(REQUIREMENT) Keep the text of the data exactly as it is and omit each picture from the copy.

(Records drawn from a dataset)
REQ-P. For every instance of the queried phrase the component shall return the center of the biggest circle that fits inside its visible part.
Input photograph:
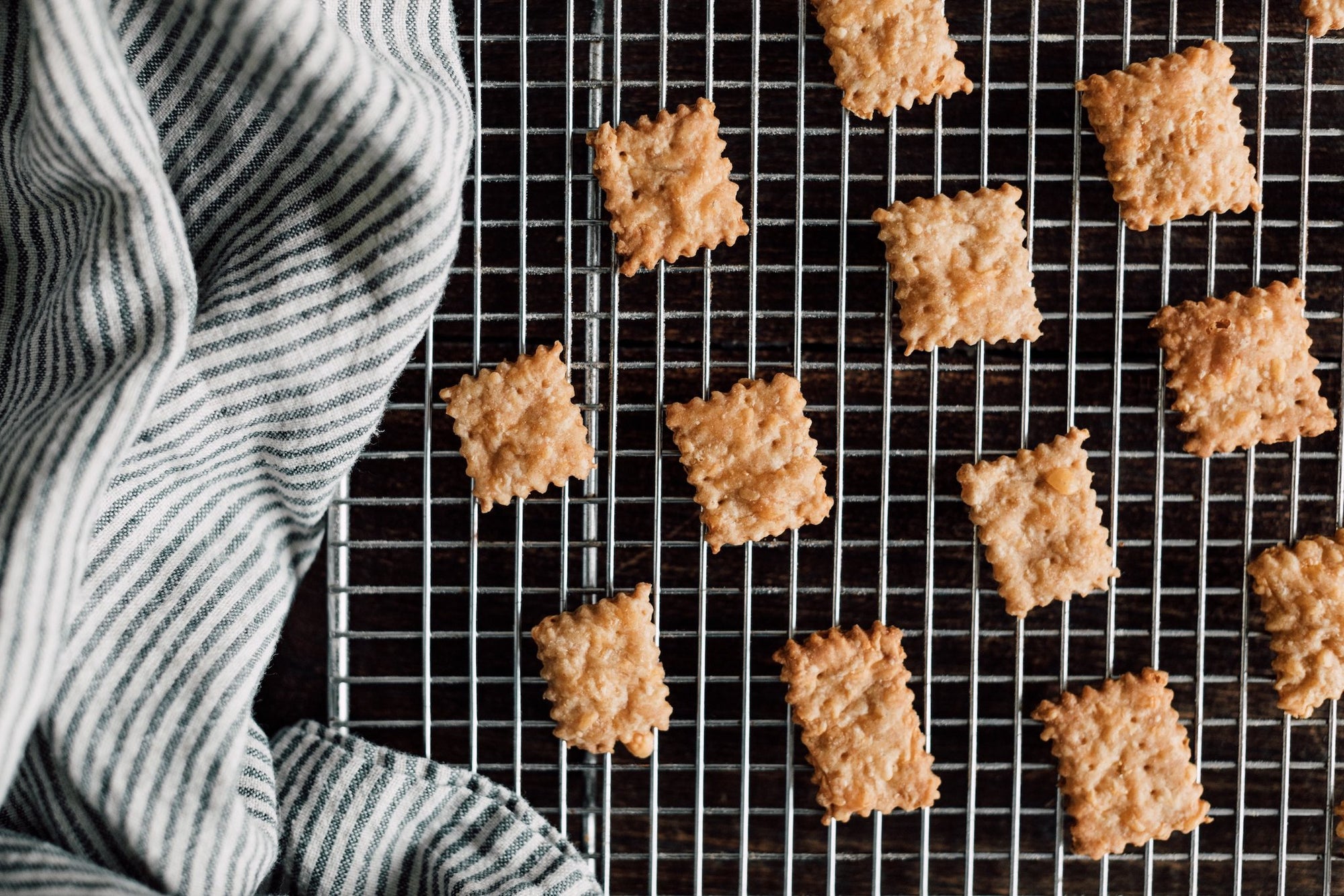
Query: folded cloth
(224, 226)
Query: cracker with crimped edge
(850, 692)
(1038, 519)
(1243, 370)
(1124, 764)
(962, 268)
(603, 674)
(667, 186)
(753, 465)
(1323, 15)
(1174, 136)
(1302, 592)
(521, 428)
(890, 53)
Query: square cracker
(1124, 764)
(1174, 136)
(519, 427)
(753, 465)
(1243, 371)
(1302, 593)
(850, 692)
(603, 674)
(1040, 523)
(890, 53)
(667, 186)
(1323, 15)
(962, 268)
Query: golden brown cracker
(1302, 593)
(1174, 136)
(890, 53)
(962, 268)
(1243, 371)
(1323, 15)
(1040, 523)
(1124, 764)
(850, 692)
(603, 674)
(519, 427)
(667, 186)
(753, 465)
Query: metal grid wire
(431, 601)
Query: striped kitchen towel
(224, 226)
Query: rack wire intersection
(431, 601)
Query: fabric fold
(224, 228)
(409, 824)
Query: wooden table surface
(1198, 580)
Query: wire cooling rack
(431, 601)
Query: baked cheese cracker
(1323, 15)
(1174, 136)
(890, 53)
(1040, 522)
(850, 692)
(603, 674)
(962, 268)
(1124, 764)
(519, 427)
(753, 465)
(1302, 593)
(1243, 371)
(667, 186)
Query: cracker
(603, 674)
(1243, 371)
(1124, 764)
(753, 465)
(1040, 522)
(962, 268)
(890, 53)
(667, 186)
(850, 692)
(1323, 15)
(519, 427)
(1302, 593)
(1174, 136)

(RESPONSE)
REQ-P. For every instance of the queried phrase the component shall return the center of the biggest circle that fits inside its visible part.
Input photograph:
Query: folded cloth
(224, 226)
Query: cracker with crimped edge
(850, 692)
(1038, 519)
(1243, 370)
(1124, 764)
(962, 268)
(603, 674)
(667, 186)
(753, 465)
(1323, 15)
(1174, 136)
(1302, 592)
(521, 428)
(890, 53)
Query: square cracker
(1124, 764)
(1174, 136)
(519, 427)
(753, 465)
(1243, 371)
(1302, 593)
(850, 692)
(603, 674)
(1040, 523)
(890, 53)
(667, 186)
(1323, 15)
(962, 268)
Query: golden brown cracker
(1302, 593)
(1174, 136)
(890, 53)
(962, 268)
(1243, 371)
(1323, 15)
(1040, 523)
(1124, 764)
(850, 692)
(603, 674)
(519, 427)
(667, 186)
(753, 465)
Query: metal grid wire
(431, 601)
Query: striped kitchen towel
(224, 226)
Query: rack wire intersection
(431, 601)
Query: fabric fold
(224, 228)
(409, 824)
Query: wooden table surface
(1198, 580)
Query: wire cooling rack
(431, 601)
Query: baked cheese cracker
(1323, 15)
(1174, 136)
(890, 53)
(1040, 522)
(850, 692)
(603, 674)
(962, 268)
(1124, 764)
(519, 427)
(753, 465)
(1302, 593)
(1243, 371)
(667, 186)
Query: cracker
(603, 674)
(1243, 371)
(1124, 764)
(753, 465)
(1040, 522)
(962, 268)
(890, 53)
(667, 186)
(850, 692)
(1323, 15)
(519, 427)
(1302, 593)
(1174, 136)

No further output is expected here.